Lagerfeld, whose fall 2009 Fendi collection Prigent detailed for the new series, lauds the filmmaker’s serious yet light approach—and disarming personal style. During the filming of the Chanel documentary, one of the chief seamstresses initially had only contempt for Prigent. “In the end, she was seduced by him. He has a lot of charm,” Lagerfeld relates. “He has a sense of humor quite rare today in France.”
Indeed, an early cut, from when Prigent was still providing a voiceover, can be uproarious, especially given his heavily French-accented English and slightly nasal voice. Introducing the Proenza designers, he explains, “This is Lazaro, the cute one.” Then, panning over to McCollough, he adds, “And this is Jack, the cute one.” But mostly he lets the action unfold and the ridiculousness reveal itself. Across several episodes, he shows, for example, how the models are mostly warm and giggly 16-year-olds who, on cue, turn on the icy, blank, don’t-mess-with-me expression that passes for cool these days. One, in fact, was on the verge of tears, having just met Lagerfeld at Fendi and being invited to walk for Chanel.
As character studies go, Lagerfeld, whose work ethic, perfectionism and cool never disappoint, is a favorite of Prigent’s. “He sketches like he’s breathing,” Prigent marvels.
Meanwhile, Prigent describes Gaultier as a “hero in France,” and he was eager to observe the designer’s seamstresses and patternmakers working their magic for the fall 2009 couture show. “The whim is king in haute couture,” Prigent says. “I get to see people working all night long.”

#####

→ **Instructions**:
- 1) In the text about Prigent's fashion documentaries, what does Prigent say Lagerfeld sketches like?
- 2) Which qualities of Lagerfeld does the text about Prigent's fashion documentaries say never disappoint? List all of them.
- 3) Carry on the text about Prigent's fashion documentaries from where it stops.

→ **Exercise data**:
#####

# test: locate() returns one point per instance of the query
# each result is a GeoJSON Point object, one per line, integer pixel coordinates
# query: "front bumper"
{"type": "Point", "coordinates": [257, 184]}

#####

→ **Answers given**:
- 1) He sketches like he's breathing.

- 2) His work ethic, perfectionism and cool.

- 3)
Born into a farming family in small-town Brittany, Prigent spent his high school years churning out music fanzines. That ultimately led to a freelance reporting gig at the left-leaning daily Libération, for which he penned several articles on fashion. These caught the eye of executives at cable channel Canal+, and he was asked to come on board as a reporter. A few years later they gave him a camcorder and told him to try his hand at shooting stories. His fashion show coverage for the station led, in 2000, to the gig with Mademoiselle Agnès, titled Habillées pour….
Given his success in the increasingly competitive medium of fashion film, and Paris’s renown as a city in love with fashion and its creators, one might think Prigent has forged the perfect career. But like most working guys, he has his complaints. French TV programmers, he laments, “don’t believe in fashion at all. They think Paco Rabanne is still designing and John Galliano is Italian.”
By contrast, Prigent is passionate about fashion and eager to take it all in—with the possible exception of secondhand smoke. While filming the Jacobs documentary, he compiled scenes of the designer firing up innumerable cigarettes into a hilarious 20-second segment. “If I get cancer,” he deadpans, “I know who to sue.”